==== AUSGEWÄHLTER TEXTAUSZUG ====

Martine van Bijlert 27. Nov. 2012
Über die Krise der Kabuler Bank ist viel geschrieben worden. Eine Reihe von vertraulichen Untersuchungen und Audits haben die Rechtsverstöße und technischen Prozesse beschrieben, die mit den betrügerischen Operationen des Bankmanagements verbunden sind, und die meisten dieser Berichte sind ziemlich weit durchgesickert. Medienauftritte der verschiedenen Protagonisten und Vertreter staatlicher Institutionen, die an der Nachbereitung beteiligt waren, ergänzten das Bild und führten zu einem einzigartigen Mosaik aus bunten Details, hitzigen Anschuldigungen und öffentlichen Auseinandersetzungen (1). Aber bis heute gibt es keine offiziellen öffentlichen Aufzeichnungen über das, was passiert ist. Das wird sich morgen ändern.

==== EXTRAHIERTE INFORMATIONEN ====

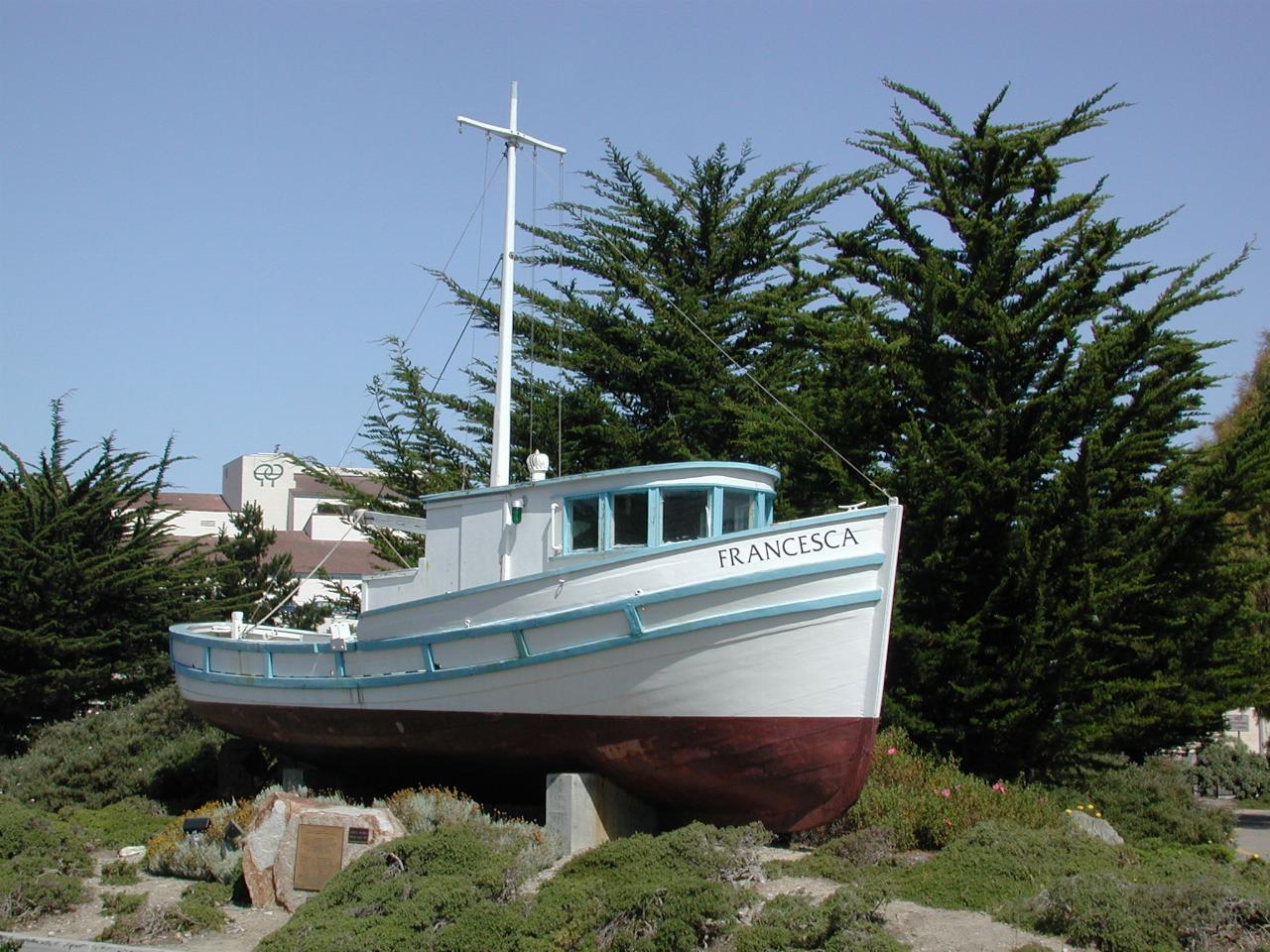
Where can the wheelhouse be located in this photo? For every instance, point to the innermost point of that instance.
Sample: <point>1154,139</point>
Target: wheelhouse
<point>485,536</point>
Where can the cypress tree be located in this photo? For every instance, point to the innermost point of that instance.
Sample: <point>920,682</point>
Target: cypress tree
<point>659,273</point>
<point>89,580</point>
<point>1062,584</point>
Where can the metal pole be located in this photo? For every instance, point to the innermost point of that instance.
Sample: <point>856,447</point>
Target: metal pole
<point>499,466</point>
<point>499,463</point>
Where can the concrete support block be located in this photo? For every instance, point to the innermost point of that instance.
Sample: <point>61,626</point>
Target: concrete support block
<point>585,810</point>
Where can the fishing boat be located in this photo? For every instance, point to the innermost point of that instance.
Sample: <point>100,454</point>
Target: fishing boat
<point>653,625</point>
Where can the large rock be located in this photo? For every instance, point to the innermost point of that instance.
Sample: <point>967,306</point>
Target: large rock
<point>1096,826</point>
<point>287,824</point>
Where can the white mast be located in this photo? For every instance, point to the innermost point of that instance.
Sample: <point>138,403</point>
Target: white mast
<point>499,461</point>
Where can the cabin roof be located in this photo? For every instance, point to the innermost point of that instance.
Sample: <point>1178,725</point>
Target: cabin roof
<point>583,477</point>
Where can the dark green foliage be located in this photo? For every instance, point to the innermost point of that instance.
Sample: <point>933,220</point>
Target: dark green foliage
<point>1224,766</point>
<point>126,823</point>
<point>645,286</point>
<point>42,864</point>
<point>412,452</point>
<point>1241,456</point>
<point>1064,583</point>
<point>245,576</point>
<point>154,748</point>
<point>926,801</point>
<point>1153,800</point>
<point>89,580</point>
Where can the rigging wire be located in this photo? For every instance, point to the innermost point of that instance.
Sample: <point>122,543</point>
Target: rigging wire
<point>561,334</point>
<point>444,273</point>
<point>379,493</point>
<point>640,281</point>
<point>534,287</point>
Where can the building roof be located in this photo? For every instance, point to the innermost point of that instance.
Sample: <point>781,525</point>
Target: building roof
<point>349,558</point>
<point>189,502</point>
<point>309,485</point>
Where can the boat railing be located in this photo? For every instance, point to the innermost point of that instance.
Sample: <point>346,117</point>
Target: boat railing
<point>289,657</point>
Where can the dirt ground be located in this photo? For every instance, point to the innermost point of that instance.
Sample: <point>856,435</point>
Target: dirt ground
<point>85,921</point>
<point>921,928</point>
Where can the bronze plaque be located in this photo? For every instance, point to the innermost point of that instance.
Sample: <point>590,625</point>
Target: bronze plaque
<point>318,855</point>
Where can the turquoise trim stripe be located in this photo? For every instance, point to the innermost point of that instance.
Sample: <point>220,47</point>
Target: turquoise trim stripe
<point>820,604</point>
<point>181,633</point>
<point>647,472</point>
<point>579,566</point>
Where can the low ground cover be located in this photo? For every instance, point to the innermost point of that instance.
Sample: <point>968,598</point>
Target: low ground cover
<point>136,920</point>
<point>1174,885</point>
<point>154,748</point>
<point>44,862</point>
<point>462,880</point>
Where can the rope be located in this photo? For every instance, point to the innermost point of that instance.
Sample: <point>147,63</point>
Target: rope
<point>561,336</point>
<point>444,273</point>
<point>534,287</point>
<point>728,357</point>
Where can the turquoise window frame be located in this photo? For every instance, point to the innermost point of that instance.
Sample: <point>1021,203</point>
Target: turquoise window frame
<point>648,529</point>
<point>601,518</point>
<point>763,515</point>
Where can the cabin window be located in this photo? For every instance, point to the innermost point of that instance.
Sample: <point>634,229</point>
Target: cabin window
<point>685,515</point>
<point>584,525</point>
<point>630,518</point>
<point>738,511</point>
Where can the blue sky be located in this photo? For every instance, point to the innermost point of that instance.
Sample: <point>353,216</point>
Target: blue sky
<point>212,212</point>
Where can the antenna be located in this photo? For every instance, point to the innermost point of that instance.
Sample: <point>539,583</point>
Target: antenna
<point>499,467</point>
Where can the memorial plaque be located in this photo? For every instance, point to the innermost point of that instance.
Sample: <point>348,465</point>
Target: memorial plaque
<point>358,834</point>
<point>318,855</point>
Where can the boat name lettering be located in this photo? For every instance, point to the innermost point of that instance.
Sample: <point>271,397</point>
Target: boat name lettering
<point>803,543</point>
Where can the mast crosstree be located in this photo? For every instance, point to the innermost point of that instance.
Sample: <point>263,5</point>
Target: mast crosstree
<point>499,468</point>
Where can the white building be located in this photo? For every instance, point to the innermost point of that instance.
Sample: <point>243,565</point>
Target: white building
<point>289,499</point>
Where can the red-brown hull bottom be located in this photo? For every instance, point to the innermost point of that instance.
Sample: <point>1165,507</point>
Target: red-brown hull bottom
<point>790,774</point>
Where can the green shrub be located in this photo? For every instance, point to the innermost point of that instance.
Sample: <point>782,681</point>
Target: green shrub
<point>151,748</point>
<point>1153,800</point>
<point>204,855</point>
<point>848,919</point>
<point>1228,766</point>
<point>1120,915</point>
<point>122,902</point>
<point>448,883</point>
<point>456,888</point>
<point>672,892</point>
<point>926,801</point>
<point>42,864</point>
<point>127,823</point>
<point>425,809</point>
<point>119,873</point>
<point>136,921</point>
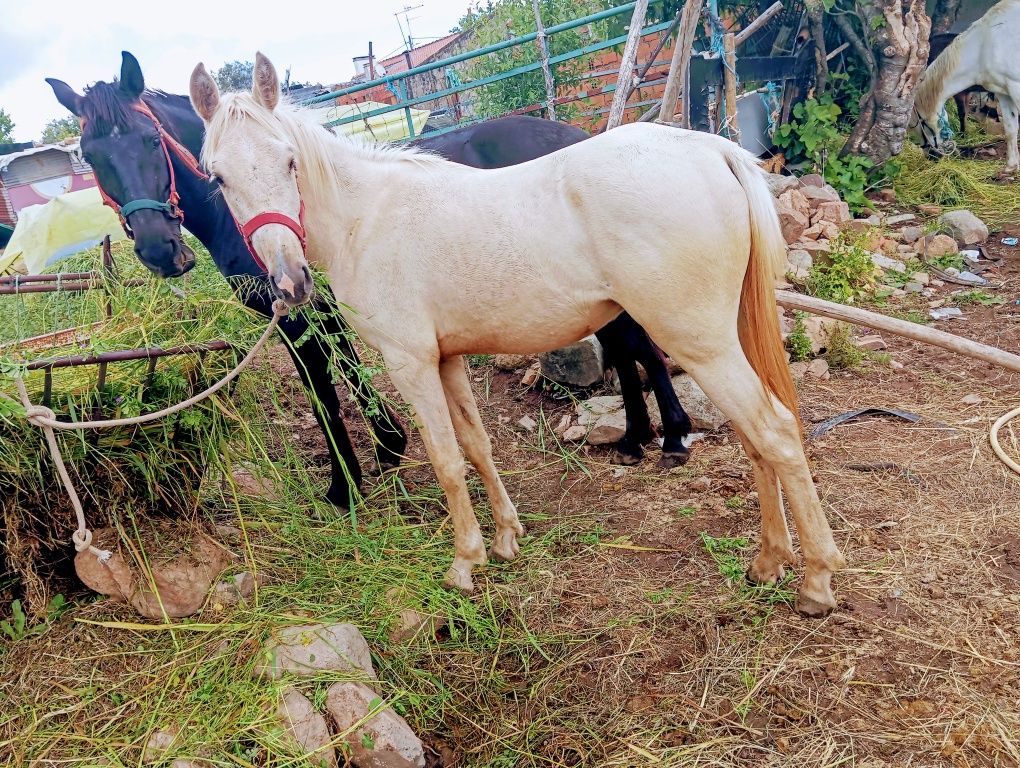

====

**AUFGABENSTELLUNG**
Was gibt es laut dem Textauszug über die Krise der Kabuler Bank bis heute nicht? Die Auflistung steht in keinem Zusammenhang mit dem Textauszug.

**LÖSUNG**
Es gibt bis heute keine offiziellen öffentlichen Aufzeichnungen über das, was passiert ist.